Social distancing to stop the spread of COVID-19 can be particularly difficult for teens who may be missing out on big milestones such as graduations, proms and driving school all while being isolated from friends.
“This global pandemic is uncharted territory for children and adults alike,” says Adam Green, Clinical Coordinator, Child Development and Counselling unit at North York General Hospital.
Adam says people will react differently based on many different variables, including age, temperament, and living situation.
“While some teens will be anxious about getting ill from COVID-19, and some are feeling sad that they have not seen their friends for weeks, there are others who feel relief from reduced pressures at school socially and academically, or enjoy increased family presence in their lives,” says Adam. “As with any situation for parenting, there is no one size fits all during these times.”
Adam explains that one of the major developmental tasks of adolescence is to individuate, which means “going through a process of becoming their own distinct person.” This requires pushing away from caregivers, and may limit or make communication more difficult.
Many parents are understandably concerned about their teen’s well-being at this time and may be challenged to figure out how to check-in with their teens without seeming like they are hovering.
“During the quarantine many teens are spending even more time than usual isolating in their rooms because their options are limited,” says Adam. “This can raise parents’ anxiety, as they are unaware how their teens are doing.” Adam explains that many parents are themselves anxious during COVID-19 because of their own health, economic situation, and social isolation.
So before checking in with their teens, Adam believes it’s important for parents to ask themselves two questions: how can they stay calm instead of placing it on their child? And how much of their intervening is about calming themselves instead of actually helping their child?
Everyone is grieving the loss of normalcy to one extent or the other. Teens may be grieving the loss of seeing friends or extended family in person, routine of school, organized sports, graduation or prom. They may also be feeling anticipatory grief. What will happen with summer plans, such as jobs, camps, or concerts? What will happen with high school or university in the fall? When will things start returning to normal?
Adam points out a few ways parents and caregivers can help their children deal with grief:
Help them label their emotions (grief, anxiety, sadness, etc.)
- Encourage them to feel their feelings and not avoid them; accept what is in their control both to stay safe (social distancing, hand washing, etc.), and make the best of the situation (keeping up with a routine, family time, staying connected with friends, mastering a new skill), while trying to let go of things that are out of their control, such as when school will reopen.
- Balance out negative thoughts with positive ones. Remember that some of the brightest scientists and medical professionals around the world are working on vaccines and treatments.
- Think about three things that you are grateful for each day.
- Try to help others by making bracelets of hope, knitting and distributing masks, sending notes of kindness to others, etc.
While spending time on social media and video games is important for social connection, relaxation, and escapism, it is important to balance it with spending time in person with family, exercising at home, going for walks, reading, and engaging in hobbies that do not involve electronics.
“The most important way a parent can influence her/his teen is through role modelling,” says Adam. “So put away your phone and get moving. Invite your child to brainstorm how they can take a break from electronics and spend time together.”

§ §

THE PROBLEM:
Copy the passage of the article on teens during COVID-19 starting with "Many parents are understandably" and going on through "they are hovering.", substituting "prying" for "hovering". The listing after this point isn't needed for this exercise.

EXCERPTED RECORDS:
§ §

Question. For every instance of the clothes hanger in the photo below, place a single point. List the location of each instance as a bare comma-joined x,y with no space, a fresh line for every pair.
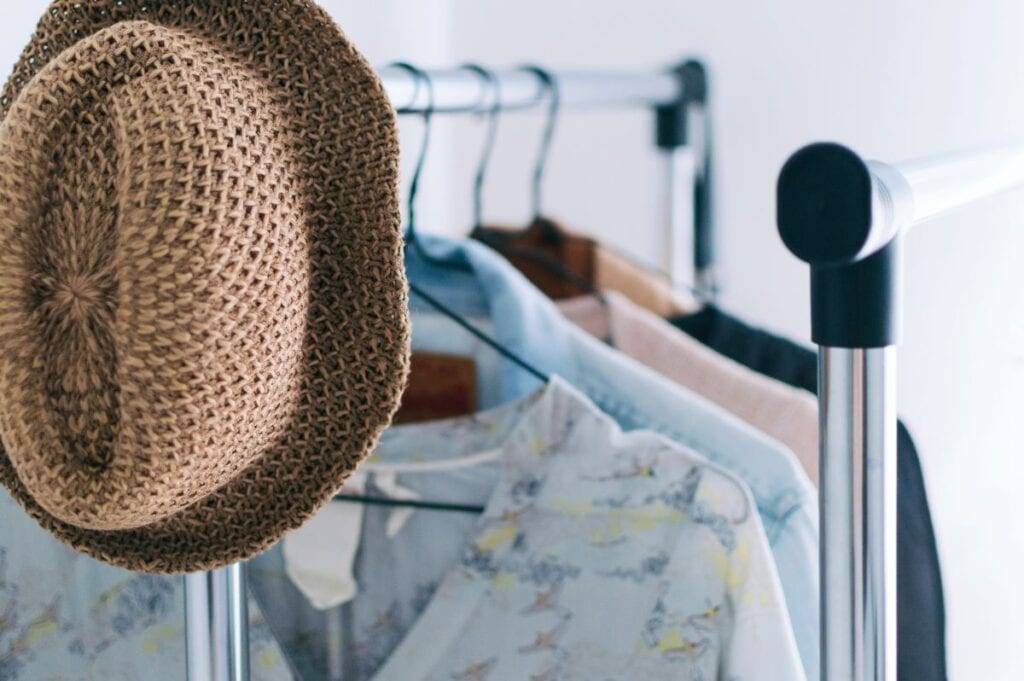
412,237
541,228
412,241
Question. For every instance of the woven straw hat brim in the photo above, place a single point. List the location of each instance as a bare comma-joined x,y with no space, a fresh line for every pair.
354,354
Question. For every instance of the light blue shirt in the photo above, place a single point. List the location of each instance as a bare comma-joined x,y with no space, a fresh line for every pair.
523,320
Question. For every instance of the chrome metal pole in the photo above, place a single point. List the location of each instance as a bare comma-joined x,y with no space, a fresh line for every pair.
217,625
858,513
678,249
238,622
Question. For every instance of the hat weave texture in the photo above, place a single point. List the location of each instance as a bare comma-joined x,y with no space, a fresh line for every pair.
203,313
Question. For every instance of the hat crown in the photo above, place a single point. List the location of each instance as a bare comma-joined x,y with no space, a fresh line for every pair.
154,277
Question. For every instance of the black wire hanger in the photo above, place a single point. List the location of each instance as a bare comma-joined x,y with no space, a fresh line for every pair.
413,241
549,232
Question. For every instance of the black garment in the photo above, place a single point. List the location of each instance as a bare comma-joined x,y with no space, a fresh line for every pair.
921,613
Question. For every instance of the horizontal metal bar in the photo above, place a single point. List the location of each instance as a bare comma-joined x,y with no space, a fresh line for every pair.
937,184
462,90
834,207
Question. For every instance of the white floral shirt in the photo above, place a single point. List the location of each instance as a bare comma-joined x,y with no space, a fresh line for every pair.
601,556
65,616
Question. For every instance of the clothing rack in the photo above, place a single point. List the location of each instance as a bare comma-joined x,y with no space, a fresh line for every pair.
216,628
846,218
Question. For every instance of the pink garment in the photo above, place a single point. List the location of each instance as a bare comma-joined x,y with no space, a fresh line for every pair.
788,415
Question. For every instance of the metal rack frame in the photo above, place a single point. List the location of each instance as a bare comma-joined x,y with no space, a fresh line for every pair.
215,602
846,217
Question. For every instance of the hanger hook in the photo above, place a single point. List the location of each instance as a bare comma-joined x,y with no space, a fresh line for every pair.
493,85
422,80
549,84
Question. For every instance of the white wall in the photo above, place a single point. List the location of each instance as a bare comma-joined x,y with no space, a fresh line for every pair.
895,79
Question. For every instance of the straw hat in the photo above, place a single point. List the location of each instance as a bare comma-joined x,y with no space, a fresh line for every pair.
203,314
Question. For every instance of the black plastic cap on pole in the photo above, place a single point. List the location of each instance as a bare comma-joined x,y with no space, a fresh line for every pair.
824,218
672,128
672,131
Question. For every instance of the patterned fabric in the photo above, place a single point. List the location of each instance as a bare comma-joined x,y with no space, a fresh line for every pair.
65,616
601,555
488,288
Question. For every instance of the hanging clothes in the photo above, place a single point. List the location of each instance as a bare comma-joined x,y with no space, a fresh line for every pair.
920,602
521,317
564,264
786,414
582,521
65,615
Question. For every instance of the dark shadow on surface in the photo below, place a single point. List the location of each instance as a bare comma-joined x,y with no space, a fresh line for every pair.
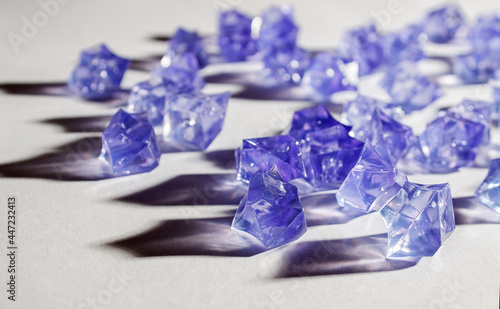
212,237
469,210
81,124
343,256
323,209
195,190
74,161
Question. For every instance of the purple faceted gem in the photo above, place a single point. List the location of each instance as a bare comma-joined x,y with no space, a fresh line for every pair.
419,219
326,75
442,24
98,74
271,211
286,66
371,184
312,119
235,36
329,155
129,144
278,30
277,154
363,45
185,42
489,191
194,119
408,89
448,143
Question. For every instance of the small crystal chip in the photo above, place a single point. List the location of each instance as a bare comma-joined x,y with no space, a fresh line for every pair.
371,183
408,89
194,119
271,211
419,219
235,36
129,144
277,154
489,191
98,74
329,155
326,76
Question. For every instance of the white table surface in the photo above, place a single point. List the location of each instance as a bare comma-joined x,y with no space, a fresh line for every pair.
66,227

§ §

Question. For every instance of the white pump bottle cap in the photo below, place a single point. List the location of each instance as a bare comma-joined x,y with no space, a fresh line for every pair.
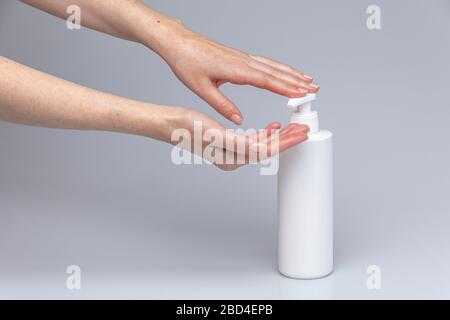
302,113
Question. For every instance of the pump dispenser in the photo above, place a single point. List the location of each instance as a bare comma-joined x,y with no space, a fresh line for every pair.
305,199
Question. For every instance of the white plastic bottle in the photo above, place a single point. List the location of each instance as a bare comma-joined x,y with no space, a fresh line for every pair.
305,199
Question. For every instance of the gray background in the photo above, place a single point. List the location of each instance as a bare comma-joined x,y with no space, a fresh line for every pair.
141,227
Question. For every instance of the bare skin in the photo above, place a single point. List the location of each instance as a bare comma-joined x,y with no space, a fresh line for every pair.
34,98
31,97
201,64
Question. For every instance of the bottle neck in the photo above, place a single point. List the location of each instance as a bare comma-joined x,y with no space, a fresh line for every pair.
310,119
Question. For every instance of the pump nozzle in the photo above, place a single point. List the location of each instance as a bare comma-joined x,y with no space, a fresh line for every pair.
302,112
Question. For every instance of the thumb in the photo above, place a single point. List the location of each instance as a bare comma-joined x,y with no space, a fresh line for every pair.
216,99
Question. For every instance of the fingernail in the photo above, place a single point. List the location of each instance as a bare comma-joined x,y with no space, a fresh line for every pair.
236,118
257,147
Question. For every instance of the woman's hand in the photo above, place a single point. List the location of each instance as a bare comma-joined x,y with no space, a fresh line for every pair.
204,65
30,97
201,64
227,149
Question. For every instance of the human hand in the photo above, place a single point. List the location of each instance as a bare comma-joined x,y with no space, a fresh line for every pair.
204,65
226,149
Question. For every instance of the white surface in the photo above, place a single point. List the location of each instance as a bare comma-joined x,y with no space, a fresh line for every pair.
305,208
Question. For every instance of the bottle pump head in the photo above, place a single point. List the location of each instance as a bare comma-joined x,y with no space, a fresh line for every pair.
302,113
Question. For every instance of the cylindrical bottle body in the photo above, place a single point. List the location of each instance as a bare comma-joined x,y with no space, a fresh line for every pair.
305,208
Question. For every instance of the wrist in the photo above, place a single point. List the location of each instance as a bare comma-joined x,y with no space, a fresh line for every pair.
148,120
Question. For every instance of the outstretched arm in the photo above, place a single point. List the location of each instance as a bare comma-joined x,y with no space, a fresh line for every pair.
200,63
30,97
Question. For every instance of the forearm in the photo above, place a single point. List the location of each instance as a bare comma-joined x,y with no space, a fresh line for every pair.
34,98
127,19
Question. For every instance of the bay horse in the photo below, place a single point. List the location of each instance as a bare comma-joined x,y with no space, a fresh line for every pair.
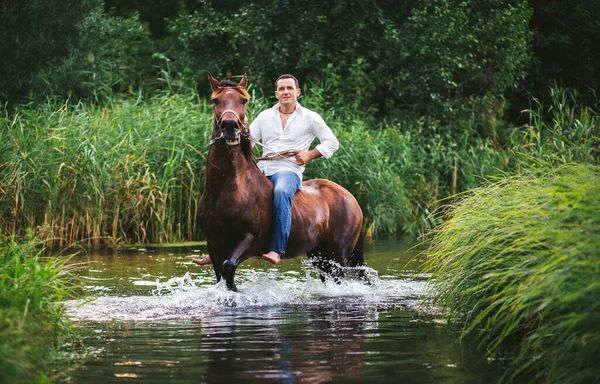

§ §

ANSWER:
Many parents are understandably concerned about their teen’s well-being at this time and may be challenged to figure out how to check-in with their teens without seeming like they are prying.